WORK ORDER → From the material below, set down exactly the lines that run from the one containing "target | high-visibility yellow vest" to the one containing "target | person wearing hood", minus the pictures.

DATA FOR THE TASK →
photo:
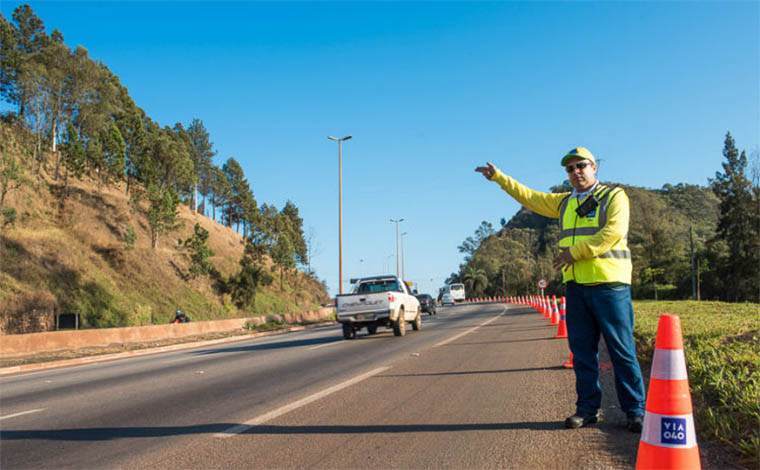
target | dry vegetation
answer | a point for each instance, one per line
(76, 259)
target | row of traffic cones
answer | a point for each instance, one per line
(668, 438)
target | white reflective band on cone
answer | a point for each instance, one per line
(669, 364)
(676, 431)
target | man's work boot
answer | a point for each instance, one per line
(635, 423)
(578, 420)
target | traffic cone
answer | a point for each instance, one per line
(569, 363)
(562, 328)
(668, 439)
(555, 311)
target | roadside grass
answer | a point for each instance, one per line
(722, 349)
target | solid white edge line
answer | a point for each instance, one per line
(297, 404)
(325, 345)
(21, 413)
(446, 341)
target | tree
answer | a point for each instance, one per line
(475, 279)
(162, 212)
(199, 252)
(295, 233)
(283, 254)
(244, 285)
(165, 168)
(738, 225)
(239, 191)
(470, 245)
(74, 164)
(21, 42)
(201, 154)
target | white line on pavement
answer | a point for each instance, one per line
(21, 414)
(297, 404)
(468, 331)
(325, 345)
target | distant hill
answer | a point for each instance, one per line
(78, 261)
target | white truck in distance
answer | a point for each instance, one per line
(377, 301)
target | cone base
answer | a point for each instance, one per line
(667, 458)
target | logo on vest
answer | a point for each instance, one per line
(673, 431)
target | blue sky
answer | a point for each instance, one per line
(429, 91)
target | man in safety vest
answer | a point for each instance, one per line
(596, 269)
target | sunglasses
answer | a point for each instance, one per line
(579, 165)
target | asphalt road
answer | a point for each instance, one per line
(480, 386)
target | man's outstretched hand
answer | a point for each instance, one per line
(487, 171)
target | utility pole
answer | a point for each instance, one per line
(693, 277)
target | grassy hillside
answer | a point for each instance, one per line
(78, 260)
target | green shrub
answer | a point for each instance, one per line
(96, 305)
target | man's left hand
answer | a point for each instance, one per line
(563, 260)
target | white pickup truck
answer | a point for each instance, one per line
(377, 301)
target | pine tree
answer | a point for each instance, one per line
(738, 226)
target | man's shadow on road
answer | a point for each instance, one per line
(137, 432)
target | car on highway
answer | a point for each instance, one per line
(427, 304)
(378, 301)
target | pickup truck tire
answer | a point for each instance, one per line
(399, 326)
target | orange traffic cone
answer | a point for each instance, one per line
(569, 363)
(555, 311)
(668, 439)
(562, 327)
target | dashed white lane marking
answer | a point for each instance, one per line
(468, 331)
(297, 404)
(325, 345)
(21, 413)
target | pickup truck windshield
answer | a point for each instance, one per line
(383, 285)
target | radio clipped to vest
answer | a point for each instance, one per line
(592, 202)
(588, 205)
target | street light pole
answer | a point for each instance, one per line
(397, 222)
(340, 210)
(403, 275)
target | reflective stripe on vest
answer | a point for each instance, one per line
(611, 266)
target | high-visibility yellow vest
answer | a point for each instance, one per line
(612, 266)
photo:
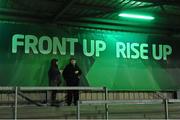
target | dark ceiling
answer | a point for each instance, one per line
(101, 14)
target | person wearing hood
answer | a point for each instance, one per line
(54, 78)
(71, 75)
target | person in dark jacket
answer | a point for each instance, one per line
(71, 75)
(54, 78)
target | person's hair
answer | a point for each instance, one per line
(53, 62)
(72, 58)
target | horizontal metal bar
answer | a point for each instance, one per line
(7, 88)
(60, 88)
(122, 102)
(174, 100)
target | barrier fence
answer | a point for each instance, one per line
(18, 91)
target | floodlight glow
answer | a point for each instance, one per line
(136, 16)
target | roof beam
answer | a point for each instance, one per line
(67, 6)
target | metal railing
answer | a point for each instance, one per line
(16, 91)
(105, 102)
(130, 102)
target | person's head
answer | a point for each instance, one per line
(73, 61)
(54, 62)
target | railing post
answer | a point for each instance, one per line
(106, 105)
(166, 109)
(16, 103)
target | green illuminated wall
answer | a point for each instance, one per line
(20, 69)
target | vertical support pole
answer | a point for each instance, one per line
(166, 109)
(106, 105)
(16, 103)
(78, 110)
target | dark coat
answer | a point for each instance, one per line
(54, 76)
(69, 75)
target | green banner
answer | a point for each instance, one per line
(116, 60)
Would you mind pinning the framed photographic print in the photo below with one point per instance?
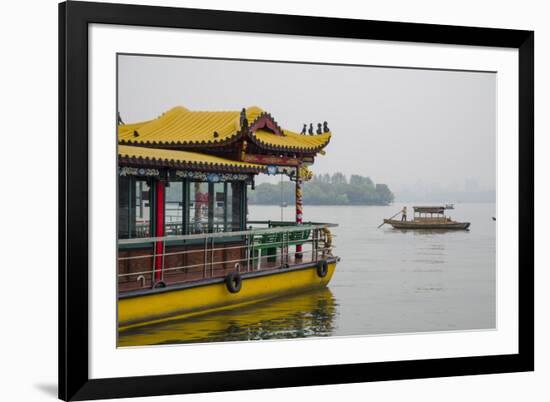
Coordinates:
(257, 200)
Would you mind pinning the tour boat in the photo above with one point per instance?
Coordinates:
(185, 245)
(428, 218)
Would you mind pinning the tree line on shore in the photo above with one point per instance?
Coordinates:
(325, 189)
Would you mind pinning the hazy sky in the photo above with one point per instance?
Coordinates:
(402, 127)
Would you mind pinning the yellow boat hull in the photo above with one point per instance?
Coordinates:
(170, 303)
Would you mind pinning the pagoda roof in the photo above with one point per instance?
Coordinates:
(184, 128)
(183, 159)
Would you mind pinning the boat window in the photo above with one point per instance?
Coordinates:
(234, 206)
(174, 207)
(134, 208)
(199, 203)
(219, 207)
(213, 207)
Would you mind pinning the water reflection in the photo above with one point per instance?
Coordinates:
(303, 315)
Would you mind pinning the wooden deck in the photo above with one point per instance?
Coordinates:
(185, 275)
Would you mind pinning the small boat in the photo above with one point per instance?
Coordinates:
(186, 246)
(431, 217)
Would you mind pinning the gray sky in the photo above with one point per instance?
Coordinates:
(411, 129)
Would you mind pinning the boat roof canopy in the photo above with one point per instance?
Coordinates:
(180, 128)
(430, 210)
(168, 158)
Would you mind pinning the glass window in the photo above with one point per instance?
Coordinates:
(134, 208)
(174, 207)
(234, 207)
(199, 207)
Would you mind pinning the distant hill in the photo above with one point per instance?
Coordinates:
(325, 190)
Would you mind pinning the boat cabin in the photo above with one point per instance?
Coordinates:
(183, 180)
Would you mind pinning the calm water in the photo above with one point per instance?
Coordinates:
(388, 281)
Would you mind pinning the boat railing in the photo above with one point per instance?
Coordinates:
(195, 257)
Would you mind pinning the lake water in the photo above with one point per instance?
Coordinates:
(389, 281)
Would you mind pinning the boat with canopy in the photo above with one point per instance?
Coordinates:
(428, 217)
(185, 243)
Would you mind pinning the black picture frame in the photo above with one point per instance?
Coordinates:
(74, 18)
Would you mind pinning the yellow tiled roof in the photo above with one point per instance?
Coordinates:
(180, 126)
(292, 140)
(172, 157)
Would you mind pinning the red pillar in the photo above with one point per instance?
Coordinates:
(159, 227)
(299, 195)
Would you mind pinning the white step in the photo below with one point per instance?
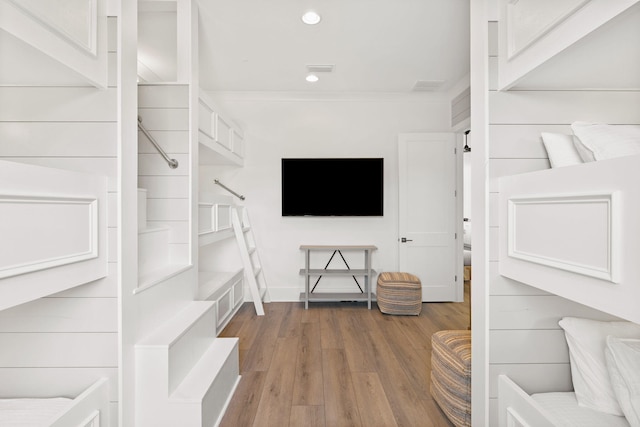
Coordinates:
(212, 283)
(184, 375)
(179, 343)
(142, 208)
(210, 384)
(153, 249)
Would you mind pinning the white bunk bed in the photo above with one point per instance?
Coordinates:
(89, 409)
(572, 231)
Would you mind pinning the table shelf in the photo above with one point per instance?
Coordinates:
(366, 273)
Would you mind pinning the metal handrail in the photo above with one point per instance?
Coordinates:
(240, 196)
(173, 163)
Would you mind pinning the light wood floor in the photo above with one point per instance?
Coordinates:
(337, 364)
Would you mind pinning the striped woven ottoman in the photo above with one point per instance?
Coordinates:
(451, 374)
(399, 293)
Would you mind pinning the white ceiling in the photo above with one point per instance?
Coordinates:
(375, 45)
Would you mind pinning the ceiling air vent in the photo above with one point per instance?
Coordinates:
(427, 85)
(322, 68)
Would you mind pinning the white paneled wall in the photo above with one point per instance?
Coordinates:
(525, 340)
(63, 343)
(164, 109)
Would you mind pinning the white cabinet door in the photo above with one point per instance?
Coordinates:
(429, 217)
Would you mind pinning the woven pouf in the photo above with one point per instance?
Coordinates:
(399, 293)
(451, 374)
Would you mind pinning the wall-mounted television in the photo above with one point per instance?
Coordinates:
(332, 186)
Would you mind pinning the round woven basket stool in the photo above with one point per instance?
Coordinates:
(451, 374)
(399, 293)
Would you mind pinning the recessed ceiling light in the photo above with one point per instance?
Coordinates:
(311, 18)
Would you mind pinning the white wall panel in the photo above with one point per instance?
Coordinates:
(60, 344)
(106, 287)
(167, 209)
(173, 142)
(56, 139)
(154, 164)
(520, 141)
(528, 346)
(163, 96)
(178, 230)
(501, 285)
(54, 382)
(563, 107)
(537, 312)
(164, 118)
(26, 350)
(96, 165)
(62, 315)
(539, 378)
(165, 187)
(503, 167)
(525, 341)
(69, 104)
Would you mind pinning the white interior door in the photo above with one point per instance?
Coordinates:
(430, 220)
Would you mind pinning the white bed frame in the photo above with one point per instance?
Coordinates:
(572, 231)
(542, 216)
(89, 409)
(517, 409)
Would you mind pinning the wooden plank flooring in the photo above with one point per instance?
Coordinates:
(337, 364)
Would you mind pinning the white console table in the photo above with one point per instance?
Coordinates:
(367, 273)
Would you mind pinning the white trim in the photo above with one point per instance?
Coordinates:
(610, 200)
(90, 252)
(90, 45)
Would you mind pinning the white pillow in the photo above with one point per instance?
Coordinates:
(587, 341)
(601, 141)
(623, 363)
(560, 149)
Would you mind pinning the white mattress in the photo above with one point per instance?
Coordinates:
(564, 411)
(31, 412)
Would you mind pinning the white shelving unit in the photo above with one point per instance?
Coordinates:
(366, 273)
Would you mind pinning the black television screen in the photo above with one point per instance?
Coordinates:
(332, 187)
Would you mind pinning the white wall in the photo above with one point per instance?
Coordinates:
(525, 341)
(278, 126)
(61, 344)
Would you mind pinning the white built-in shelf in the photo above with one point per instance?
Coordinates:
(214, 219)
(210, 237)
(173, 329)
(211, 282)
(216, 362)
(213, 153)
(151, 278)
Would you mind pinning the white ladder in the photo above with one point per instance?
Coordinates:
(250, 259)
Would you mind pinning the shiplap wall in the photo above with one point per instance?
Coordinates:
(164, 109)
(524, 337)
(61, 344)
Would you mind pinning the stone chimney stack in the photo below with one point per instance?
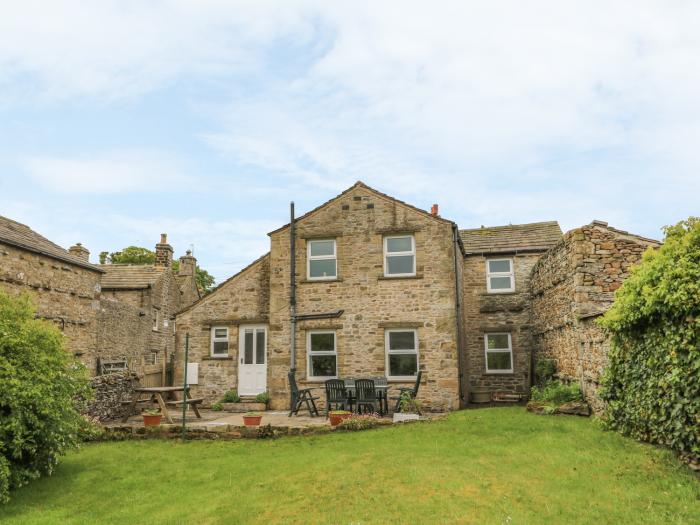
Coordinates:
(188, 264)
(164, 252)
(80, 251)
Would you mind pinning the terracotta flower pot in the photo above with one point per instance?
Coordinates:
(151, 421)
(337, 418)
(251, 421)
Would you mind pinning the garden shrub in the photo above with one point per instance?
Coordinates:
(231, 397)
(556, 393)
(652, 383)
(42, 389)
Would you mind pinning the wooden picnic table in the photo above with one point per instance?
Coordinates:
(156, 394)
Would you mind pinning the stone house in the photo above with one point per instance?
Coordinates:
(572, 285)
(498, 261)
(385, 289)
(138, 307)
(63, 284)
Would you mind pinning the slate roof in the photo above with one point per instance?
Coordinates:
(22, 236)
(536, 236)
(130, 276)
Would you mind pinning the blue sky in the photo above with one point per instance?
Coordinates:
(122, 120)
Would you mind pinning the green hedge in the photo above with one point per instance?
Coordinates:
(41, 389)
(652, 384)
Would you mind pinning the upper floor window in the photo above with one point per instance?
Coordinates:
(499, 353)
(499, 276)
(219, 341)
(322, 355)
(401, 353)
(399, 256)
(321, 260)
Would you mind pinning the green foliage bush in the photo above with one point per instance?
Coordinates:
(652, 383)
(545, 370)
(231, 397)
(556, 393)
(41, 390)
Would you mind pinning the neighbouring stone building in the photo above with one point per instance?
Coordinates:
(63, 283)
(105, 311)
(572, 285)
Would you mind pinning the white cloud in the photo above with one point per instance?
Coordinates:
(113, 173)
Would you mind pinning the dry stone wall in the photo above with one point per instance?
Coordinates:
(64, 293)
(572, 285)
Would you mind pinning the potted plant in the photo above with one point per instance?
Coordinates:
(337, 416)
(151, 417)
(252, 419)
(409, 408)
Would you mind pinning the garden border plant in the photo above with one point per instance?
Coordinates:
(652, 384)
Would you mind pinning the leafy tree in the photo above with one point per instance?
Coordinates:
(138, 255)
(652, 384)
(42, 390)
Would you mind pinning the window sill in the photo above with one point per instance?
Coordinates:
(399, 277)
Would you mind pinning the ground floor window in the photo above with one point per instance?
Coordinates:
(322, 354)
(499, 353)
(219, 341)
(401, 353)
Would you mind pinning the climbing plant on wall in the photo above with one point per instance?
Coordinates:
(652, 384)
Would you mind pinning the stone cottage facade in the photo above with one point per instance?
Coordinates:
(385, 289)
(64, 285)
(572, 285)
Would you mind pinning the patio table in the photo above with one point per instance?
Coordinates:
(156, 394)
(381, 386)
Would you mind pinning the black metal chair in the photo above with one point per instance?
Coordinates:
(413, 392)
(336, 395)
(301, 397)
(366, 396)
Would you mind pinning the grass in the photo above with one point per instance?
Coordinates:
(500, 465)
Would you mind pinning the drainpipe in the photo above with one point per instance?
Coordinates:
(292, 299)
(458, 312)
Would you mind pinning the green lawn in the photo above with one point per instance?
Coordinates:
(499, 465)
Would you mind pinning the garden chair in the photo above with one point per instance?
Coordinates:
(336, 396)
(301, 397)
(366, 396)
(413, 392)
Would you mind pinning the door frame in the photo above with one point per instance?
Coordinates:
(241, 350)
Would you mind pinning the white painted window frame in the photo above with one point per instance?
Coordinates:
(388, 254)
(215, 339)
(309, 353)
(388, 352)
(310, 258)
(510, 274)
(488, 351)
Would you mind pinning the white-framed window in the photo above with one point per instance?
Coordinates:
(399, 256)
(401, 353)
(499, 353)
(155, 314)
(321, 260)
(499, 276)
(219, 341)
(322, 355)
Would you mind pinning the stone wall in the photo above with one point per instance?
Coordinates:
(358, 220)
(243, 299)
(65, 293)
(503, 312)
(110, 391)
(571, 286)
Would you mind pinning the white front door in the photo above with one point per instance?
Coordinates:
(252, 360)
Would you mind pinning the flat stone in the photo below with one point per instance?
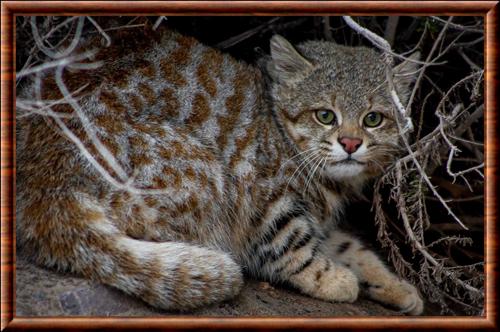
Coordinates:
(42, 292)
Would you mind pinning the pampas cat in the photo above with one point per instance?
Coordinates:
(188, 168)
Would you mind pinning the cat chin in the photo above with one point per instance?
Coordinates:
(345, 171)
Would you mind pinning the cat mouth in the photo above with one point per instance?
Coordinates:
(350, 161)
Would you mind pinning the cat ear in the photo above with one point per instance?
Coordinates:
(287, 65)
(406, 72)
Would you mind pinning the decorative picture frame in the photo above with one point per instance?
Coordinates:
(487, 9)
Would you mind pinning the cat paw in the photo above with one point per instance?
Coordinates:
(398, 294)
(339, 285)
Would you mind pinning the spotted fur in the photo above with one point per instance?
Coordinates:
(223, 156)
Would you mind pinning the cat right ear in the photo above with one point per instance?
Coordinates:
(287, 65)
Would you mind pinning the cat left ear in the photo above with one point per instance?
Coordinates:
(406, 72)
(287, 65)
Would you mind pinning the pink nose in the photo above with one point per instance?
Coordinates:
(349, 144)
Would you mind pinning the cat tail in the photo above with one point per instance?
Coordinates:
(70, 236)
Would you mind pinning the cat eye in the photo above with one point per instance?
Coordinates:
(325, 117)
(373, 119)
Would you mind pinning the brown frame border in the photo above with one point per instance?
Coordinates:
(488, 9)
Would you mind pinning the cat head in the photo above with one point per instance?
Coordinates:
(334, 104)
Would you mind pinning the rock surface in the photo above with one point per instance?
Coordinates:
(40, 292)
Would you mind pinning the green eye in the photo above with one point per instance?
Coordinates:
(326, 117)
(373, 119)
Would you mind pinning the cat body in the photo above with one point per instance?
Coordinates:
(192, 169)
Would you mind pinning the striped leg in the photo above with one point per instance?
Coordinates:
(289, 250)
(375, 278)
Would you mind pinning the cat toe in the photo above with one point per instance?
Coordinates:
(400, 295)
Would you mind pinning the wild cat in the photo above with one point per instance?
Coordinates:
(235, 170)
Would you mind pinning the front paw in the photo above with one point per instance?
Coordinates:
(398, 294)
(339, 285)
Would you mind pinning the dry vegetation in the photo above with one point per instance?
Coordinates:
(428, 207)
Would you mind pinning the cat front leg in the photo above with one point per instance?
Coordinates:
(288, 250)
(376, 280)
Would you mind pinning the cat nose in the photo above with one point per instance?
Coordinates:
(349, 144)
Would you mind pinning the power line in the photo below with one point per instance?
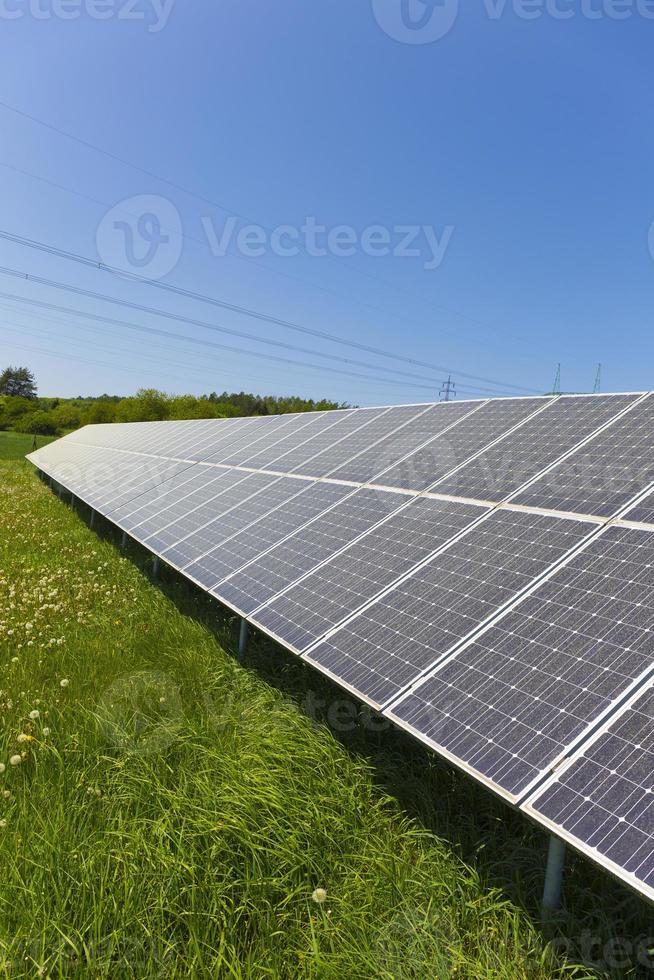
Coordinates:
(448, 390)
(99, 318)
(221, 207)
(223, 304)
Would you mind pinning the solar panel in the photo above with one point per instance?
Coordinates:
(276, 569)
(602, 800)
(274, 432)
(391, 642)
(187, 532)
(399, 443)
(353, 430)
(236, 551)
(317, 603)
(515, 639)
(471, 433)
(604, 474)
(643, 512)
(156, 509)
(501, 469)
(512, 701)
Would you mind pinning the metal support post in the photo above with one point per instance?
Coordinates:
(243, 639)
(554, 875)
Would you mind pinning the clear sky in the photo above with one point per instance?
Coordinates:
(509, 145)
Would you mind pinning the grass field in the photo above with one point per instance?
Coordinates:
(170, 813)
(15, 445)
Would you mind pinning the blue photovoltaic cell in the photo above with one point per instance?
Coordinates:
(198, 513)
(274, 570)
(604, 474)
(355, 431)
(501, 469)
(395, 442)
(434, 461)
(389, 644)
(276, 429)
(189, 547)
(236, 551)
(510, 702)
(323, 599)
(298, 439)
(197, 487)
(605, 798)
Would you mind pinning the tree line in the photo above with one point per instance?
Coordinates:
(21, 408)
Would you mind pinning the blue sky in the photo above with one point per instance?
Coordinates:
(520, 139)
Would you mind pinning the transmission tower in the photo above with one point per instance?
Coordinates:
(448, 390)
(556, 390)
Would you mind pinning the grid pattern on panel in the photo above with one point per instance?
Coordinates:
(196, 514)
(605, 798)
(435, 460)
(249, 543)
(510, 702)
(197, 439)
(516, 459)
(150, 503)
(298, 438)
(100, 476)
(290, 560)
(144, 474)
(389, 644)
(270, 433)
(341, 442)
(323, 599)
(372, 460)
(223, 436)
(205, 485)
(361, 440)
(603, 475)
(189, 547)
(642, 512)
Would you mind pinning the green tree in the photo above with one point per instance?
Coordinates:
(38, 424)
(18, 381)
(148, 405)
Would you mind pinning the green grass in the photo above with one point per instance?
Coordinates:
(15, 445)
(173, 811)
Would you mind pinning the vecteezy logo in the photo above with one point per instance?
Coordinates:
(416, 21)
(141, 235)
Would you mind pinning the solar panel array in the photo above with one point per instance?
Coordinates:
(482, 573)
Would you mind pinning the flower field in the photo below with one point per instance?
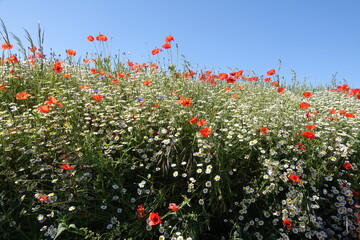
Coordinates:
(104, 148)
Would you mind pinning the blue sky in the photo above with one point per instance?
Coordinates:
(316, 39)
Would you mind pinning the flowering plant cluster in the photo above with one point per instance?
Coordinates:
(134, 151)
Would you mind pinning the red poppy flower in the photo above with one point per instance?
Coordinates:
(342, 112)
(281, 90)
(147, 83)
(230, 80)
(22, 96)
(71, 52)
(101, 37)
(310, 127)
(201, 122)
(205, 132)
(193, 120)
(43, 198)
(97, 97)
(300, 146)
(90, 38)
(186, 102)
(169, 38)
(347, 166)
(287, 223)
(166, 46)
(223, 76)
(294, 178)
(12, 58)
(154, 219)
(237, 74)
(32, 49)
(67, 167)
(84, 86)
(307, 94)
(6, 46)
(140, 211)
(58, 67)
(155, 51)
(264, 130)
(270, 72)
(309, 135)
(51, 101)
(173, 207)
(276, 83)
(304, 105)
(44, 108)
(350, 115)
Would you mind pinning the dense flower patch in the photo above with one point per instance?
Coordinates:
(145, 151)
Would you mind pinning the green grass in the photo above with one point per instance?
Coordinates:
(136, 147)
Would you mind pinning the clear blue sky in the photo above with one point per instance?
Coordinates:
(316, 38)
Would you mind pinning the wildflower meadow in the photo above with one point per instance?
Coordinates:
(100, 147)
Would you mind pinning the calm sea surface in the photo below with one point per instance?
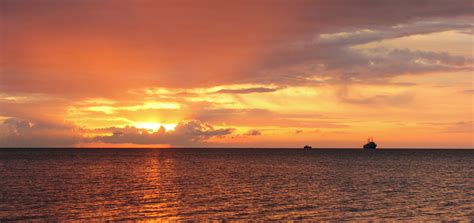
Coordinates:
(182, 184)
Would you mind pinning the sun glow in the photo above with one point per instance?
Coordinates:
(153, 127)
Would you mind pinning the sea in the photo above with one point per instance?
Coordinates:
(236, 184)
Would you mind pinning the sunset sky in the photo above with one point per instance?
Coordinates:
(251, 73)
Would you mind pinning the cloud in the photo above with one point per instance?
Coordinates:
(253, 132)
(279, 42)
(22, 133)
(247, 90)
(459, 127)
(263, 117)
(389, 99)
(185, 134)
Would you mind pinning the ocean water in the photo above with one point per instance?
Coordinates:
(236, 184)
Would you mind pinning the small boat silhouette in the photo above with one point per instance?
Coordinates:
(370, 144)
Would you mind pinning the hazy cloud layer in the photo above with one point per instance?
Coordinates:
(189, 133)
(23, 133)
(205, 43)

TASK SOLUTION →
target | high-visibility yellow vest
answer | a point for each instance, one per line
(612, 266)
photo:
target | dark ceiling
answer | a point for each instance, one per line
(101, 14)
target | person wearing hood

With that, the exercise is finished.